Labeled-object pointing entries
------------------------------

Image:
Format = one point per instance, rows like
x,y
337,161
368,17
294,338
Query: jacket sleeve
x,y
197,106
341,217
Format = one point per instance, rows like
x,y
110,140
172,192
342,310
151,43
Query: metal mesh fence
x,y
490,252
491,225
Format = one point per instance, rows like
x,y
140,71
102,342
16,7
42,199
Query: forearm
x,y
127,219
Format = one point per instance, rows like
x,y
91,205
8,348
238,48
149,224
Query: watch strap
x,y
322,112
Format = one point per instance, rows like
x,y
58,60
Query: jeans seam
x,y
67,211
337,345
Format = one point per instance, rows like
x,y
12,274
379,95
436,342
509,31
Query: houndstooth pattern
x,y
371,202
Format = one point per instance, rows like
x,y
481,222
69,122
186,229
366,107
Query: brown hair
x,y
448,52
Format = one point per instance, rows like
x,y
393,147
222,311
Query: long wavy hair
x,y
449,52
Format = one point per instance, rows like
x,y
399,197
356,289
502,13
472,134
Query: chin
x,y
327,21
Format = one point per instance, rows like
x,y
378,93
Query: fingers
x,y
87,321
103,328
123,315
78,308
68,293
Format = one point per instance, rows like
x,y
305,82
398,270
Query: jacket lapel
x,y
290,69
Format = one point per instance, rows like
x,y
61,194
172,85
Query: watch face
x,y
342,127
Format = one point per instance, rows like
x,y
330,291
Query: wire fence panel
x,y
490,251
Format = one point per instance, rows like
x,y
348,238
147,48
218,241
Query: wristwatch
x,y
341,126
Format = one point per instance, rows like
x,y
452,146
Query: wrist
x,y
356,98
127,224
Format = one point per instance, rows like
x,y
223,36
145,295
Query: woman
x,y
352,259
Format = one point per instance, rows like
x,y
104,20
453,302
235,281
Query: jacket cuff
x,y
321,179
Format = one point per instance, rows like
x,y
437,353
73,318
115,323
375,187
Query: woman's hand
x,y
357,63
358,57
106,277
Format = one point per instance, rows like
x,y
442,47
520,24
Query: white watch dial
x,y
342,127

------------------------------

__Request__: Retype the listing exactly, in full.

__Reply to the exercise__:
Image:
Format = one point per instance, rows like
x,y
337,161
368,17
294,338
Query: jacket sleeve
x,y
197,106
341,217
Format = one point per instance, rows like
x,y
110,140
172,192
342,310
151,43
Query: metal mesh fence
x,y
490,252
491,225
Format = one point per instance, rows like
x,y
140,71
102,342
16,7
42,199
Query: forearm
x,y
127,219
Format = one point per instance, rows like
x,y
91,205
8,348
238,48
149,224
Query: watch strap
x,y
322,112
Format = one point per instance, rows like
x,y
58,60
Query: jeans seam
x,y
67,211
337,345
Format = one point per instance, rows like
x,y
12,274
379,95
436,342
509,31
Query: houndstooth pattern
x,y
371,202
Format = one point per instance, rows like
x,y
481,222
69,122
186,229
366,107
Query: brown hair
x,y
448,52
Format = one point per instance, rows like
x,y
393,147
222,311
Query: long wavy hair
x,y
449,52
Format = one point per instance, rows like
x,y
399,197
356,289
502,13
472,134
Query: chin
x,y
327,21
Format = one point per instance, rows like
x,y
378,93
Query: fingers
x,y
87,321
103,328
123,315
78,308
68,293
Format = one point per instance, rows like
x,y
305,82
398,270
Query: jacket lapel
x,y
290,69
Format = one point per instance, rows like
x,y
61,194
172,85
Query: watch face
x,y
342,127
Format = one point per instance, rows like
x,y
330,291
Query: wire fence panel
x,y
490,251
Format = one point per instance, rows like
x,y
348,238
147,48
218,241
Query: wristwatch
x,y
341,126
Format = one point per instance, rows like
x,y
452,146
Query: wrist
x,y
356,98
127,224
Format = one point per instance, rows like
x,y
223,36
145,295
Query: woman
x,y
352,259
Format = one point per instance, rows like
x,y
104,20
453,302
235,281
Query: jacket cuff
x,y
321,179
Format = one point per instance, rows like
x,y
437,353
73,318
115,323
375,187
Query: woman's hand
x,y
357,63
358,57
106,277
Format = one point per instance, rows like
x,y
442,47
520,24
Query: white watch dial
x,y
342,127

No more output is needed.